**Job 1**
Rescale the coordinates in the listing's answers, starting at the line that contains "One marker serves each instance of the blue" and running through the end of the listing. Repeat those lines with the requests unchanged, multiply each coordinate by 0.85, and round to whole numbers with halves rounded up.

**Text block**
╭──

The Convivial Society: Vol. 3, No. 16 (supplement)

Welcome back to the Convivial Society. In this installment, you’ll find the audio version of two recent posts: “The Pathologies of the Attention Economy” and “Impoverished Emotional Lives.” I’ve not combined audio from two separate installments before, but the second is a short “Is this anything?” post, so I thought it would be fine to include it here. (By the way, I realized after the fact that I thoughtlessly mispronounced Herbert Simon’s name as Simone. I’m not, however, sufficiently embarrassed to go back and re-record or edit the audio. So there you have it.)

If you’ve been reading over the past few months, you know that I’ve gone back and forth on how best to deliver the audio version of the essays. I’ve settled for now on this method, which is to send out a supplement to the text version of the essay. Because not all of you listen to the audio version, I’ll include some additional materials (links, resources, etc.) so that this email is not without potential value to those who do not listen to the audio.


Farewell Real Life

I noted in a footnote recently that Real Life Magazine had lost its funding and would be shutting down. This is a shame. Real Life consistently published smart and thoughtful essays exploring various dimensions of internet culture. I had the pleasure of writing three pieces for the magazine between 2018 and 2019: ”The Easy Way Out,” “Always On,” and “Personal Panopticons.”

I was also pleasantly surprised to encounter essays in the past year or two drawing on the work of Ivan Illich: “Labors of Love” and “Appropriate Measures,” each co-authored by Jackie Brown and Philippe Mesly, as well as “Doctor’s Orders” by Aimee Walleston.

And at any given time I’ve usually had a handful of Real Life essays open in tabs waiting to be read or shared. Here are some more recent pieces that are worth your time: “Our Friend the Atom The aesthetics of the Atomic Age helped whitewash the threat of nuclear disaster,” “Hard to See How trauma became synonymous with authenticity,” and “Life’s a Glitch The non-apocalypse of Y2K obscures the lessons it has for the present.”


Links

The latest installment in Jon Askonas’s ongoing series in The New Atlantis is out from behind the paywall today. In “How Stewart Made Tucker,” Askonas weaves a compelling account of how Jon Stewart prepared the way for Tucker Carlson and others:

In his quest to turn real news from the exception into the norm, he pioneered a business model that made it nearly impossible. It’s a model of content production and audience catering perfectly suited to monetize alternate realities delivered to fragmented audiences. It tells us what we want to hear and leaves us with the sense that “they” have departed for fantasy worlds while “we” have our heads on straight. Americans finally have what they didn’t before. The phony theatrics have been destroyed — and replaced not by an earnest new above-the-fray centrism but a more authentic fanaticism.

You can find earlier installments in the series here: Reality — A post-mortem. Reading through the essay, I was struck again and again by how foreign and distant the world of late 90s and early aughts. In any case, the Jon’s work in this series is worth your time.

Kashmir Hill spent a lot of time in Meta’s Horizons to tell us about life in the metaverse:

My goal was to visit at every hour of the day and night, all 24 of them at least once, to learn the ebbs and flows of Horizon and to meet the metaverse’s earliest adopters. I gave up television, books and a lot of sleep over the past few months to spend dozens of hours as an animated, floating, legless version of myself.

I wanted to understand who was currently there and why, and whether the rest of us would ever want to join them.

╰──

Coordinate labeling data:

╭──

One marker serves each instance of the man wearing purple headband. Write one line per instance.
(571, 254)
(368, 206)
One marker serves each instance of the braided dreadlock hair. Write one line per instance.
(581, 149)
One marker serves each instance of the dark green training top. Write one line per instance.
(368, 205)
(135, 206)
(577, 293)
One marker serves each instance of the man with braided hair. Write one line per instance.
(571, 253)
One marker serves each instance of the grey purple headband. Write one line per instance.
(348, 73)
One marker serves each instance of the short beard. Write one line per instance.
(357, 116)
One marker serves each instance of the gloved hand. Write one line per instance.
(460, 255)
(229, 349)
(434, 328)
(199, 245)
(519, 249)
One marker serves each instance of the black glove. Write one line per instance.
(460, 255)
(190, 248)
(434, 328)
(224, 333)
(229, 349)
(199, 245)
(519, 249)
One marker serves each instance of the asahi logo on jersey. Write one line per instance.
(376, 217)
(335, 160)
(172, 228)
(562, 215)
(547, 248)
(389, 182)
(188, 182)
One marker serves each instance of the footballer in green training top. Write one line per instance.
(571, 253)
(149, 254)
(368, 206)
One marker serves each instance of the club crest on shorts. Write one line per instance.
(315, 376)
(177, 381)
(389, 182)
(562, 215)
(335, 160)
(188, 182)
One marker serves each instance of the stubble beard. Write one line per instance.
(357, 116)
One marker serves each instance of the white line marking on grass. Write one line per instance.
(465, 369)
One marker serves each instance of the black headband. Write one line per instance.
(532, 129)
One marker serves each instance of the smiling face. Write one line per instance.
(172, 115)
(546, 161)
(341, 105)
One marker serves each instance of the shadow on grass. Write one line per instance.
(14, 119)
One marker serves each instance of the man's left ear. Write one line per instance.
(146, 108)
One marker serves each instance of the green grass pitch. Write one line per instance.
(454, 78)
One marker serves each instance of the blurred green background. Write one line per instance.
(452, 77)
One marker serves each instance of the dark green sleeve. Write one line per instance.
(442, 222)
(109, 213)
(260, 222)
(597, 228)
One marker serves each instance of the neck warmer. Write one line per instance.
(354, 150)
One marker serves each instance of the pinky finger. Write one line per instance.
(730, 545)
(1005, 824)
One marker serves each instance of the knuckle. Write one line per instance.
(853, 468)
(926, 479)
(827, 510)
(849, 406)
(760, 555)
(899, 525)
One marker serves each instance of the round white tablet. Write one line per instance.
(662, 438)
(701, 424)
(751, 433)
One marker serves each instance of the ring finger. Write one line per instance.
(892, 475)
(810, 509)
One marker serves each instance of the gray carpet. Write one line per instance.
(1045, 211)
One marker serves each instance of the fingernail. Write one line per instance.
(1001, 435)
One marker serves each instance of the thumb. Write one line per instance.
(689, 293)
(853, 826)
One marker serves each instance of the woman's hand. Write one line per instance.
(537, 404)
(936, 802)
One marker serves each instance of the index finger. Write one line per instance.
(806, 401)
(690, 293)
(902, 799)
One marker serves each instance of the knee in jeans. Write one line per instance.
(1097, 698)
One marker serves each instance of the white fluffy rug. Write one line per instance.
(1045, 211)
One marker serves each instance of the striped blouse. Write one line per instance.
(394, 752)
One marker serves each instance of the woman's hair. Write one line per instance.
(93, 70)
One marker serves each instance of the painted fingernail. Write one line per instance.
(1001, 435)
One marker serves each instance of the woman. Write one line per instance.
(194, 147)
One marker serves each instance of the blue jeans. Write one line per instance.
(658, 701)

╰──

**Job 2**
According to the Convivial Society supplement, how many pieces did the writer contribute to Real Life Magazine between 2018 and 2019?

**Final result 1**
One marker serves each instance of the blue jeans. Write one line per instance.
(559, 596)

**Final result 2**
Three: "The Easy Way Out," "Always On," and "Personal Panopticons."